_GOAL_.
Find every line in the material below that contains the word "background", and copy each one out in full.
** BEGIN **
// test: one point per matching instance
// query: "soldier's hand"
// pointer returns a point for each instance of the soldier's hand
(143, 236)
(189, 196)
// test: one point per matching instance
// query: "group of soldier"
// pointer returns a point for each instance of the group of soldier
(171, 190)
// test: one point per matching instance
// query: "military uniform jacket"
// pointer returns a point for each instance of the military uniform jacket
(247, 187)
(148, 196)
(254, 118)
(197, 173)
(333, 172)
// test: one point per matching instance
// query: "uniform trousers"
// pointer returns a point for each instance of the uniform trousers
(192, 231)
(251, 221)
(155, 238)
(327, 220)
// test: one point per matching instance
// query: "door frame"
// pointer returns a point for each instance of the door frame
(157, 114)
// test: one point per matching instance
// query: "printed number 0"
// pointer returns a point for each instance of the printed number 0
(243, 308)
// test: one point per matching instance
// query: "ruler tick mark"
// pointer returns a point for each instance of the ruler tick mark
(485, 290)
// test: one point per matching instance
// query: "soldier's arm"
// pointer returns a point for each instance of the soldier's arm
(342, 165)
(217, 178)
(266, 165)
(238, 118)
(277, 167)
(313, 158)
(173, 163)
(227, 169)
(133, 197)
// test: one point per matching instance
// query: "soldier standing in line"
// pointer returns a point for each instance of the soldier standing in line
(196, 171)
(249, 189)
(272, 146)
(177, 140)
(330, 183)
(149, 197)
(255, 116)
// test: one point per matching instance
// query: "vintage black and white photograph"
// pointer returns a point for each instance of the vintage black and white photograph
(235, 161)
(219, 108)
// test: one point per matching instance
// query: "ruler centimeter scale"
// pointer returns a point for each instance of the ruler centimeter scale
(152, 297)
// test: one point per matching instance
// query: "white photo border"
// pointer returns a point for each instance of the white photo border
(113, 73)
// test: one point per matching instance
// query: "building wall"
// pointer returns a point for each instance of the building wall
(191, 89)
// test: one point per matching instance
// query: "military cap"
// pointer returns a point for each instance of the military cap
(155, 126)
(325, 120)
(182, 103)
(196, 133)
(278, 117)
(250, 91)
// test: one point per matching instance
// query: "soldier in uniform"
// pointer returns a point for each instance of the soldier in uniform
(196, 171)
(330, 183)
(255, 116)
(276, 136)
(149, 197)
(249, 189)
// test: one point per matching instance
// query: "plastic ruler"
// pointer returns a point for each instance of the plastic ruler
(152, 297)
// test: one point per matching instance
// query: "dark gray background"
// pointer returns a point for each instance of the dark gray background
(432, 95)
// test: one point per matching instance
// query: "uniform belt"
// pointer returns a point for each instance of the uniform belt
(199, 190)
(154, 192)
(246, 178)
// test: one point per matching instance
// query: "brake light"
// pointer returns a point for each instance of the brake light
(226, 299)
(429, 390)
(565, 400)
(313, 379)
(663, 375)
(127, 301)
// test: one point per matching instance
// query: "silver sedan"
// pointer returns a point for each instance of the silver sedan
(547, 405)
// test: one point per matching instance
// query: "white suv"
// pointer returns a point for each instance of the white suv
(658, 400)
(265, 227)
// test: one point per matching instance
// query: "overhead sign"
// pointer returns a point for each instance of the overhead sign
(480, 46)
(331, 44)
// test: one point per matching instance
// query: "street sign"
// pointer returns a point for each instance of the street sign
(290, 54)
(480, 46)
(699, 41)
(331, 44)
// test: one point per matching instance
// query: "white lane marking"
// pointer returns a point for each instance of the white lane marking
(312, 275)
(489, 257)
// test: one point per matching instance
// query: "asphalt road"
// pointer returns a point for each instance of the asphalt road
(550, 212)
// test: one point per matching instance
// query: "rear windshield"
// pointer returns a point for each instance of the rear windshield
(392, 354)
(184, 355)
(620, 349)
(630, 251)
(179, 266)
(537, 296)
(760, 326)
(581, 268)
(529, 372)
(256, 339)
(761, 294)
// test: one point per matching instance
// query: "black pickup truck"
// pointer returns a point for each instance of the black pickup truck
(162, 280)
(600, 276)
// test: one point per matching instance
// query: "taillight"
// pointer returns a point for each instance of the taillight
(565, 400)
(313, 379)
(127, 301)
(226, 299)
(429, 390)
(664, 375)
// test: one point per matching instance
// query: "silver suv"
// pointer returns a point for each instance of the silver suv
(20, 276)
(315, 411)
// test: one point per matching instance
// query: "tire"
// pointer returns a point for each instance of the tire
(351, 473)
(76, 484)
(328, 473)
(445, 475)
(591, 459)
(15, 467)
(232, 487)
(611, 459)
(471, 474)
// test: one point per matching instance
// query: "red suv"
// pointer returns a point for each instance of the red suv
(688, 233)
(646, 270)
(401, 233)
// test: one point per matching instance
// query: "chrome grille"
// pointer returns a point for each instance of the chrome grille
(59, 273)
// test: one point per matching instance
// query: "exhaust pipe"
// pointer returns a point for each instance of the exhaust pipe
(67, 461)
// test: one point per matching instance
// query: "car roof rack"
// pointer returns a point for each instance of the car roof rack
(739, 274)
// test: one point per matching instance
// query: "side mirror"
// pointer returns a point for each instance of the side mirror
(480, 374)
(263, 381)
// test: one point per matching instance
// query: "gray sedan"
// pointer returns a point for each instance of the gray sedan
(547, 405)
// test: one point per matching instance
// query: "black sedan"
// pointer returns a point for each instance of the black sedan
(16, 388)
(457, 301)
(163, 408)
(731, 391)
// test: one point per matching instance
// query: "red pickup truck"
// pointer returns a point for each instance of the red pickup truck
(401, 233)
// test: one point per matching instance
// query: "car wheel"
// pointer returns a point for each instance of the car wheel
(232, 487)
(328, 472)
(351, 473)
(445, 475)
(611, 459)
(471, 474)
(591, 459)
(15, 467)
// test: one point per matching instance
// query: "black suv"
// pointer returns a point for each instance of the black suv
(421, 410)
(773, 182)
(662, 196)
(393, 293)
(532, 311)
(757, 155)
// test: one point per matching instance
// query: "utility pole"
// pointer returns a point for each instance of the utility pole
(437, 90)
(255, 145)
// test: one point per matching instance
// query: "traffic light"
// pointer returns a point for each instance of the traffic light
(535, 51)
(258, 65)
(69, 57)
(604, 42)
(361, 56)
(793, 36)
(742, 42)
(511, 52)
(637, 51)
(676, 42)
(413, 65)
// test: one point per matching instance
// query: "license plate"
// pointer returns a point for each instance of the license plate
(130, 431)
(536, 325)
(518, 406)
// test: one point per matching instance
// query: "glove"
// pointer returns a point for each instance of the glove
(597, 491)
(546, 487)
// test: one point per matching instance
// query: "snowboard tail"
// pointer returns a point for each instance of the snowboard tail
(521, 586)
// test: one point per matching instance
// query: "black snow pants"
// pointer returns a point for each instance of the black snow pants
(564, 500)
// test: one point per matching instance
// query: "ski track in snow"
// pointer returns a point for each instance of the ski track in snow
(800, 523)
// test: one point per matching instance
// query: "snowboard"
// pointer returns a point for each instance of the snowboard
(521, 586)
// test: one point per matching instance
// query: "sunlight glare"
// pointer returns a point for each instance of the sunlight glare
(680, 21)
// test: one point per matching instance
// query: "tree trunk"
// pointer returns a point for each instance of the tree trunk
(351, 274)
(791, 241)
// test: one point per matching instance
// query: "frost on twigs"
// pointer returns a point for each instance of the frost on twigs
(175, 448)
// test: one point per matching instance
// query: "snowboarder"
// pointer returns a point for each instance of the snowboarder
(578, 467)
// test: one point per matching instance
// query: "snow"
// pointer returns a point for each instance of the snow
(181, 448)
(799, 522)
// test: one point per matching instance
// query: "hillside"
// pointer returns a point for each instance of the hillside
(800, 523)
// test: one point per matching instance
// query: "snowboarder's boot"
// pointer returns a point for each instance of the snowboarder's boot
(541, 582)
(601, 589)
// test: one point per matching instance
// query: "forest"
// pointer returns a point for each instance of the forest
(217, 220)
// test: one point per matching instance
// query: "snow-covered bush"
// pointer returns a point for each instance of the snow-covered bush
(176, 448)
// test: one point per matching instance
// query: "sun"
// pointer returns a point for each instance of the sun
** END **
_RESPONSE TO THIS EXERCISE_.
// query: "dark gray background"
// pointer returns a point for each instance of the dark gray background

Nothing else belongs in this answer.